▶ _Aim of the task_: Report each line of the records that contains the word "rough". Case counts.
** Opening Given entries block **
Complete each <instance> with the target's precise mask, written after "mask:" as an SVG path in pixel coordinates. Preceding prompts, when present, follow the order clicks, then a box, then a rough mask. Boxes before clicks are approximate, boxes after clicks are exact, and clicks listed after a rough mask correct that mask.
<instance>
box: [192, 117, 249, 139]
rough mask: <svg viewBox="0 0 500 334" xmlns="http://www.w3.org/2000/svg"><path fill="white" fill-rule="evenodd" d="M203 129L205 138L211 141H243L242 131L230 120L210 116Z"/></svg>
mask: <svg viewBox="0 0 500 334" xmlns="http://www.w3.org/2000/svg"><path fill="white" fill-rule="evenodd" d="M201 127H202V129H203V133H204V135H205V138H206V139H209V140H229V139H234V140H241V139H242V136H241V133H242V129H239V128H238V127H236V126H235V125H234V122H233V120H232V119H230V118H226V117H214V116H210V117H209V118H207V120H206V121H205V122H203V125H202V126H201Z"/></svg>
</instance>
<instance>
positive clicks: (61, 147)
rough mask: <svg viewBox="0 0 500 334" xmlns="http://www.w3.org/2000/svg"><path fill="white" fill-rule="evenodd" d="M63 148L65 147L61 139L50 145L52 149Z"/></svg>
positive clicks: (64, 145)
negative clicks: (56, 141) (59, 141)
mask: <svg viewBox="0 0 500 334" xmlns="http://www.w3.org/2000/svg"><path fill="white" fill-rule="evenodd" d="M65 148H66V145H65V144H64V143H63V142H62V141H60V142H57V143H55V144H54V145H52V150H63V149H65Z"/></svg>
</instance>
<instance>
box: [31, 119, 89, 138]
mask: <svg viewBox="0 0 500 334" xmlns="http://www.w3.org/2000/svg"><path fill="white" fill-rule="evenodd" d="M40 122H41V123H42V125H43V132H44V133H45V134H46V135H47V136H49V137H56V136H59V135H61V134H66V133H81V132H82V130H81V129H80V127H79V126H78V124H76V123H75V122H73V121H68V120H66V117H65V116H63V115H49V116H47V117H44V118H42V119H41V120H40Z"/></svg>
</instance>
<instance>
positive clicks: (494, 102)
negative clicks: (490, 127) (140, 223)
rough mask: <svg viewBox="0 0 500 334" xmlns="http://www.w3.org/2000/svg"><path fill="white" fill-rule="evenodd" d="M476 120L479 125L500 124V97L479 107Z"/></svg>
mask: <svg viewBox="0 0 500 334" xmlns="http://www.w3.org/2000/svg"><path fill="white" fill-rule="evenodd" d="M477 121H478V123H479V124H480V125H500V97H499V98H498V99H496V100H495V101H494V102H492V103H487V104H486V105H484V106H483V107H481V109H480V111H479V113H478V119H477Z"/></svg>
** Closing Given entries block **
▶ _Answer_:
Complete each <instance> with the target's precise mask, written after "mask:" as an SVG path in pixel coordinates. Preceding prompts, when present, follow the order clicks, then a box, then a rough mask. Boxes before clicks are approximate, boxes after clicks are exact, and clicks listed after a rough mask correct that mask.
rough mask: <svg viewBox="0 0 500 334" xmlns="http://www.w3.org/2000/svg"><path fill="white" fill-rule="evenodd" d="M203 129L205 138L211 141H243L242 131L230 120L210 116Z"/></svg>
rough mask: <svg viewBox="0 0 500 334" xmlns="http://www.w3.org/2000/svg"><path fill="white" fill-rule="evenodd" d="M63 148L65 147L61 139L50 145L52 149Z"/></svg>
rough mask: <svg viewBox="0 0 500 334" xmlns="http://www.w3.org/2000/svg"><path fill="white" fill-rule="evenodd" d="M476 120L479 125L500 124V97L479 107Z"/></svg>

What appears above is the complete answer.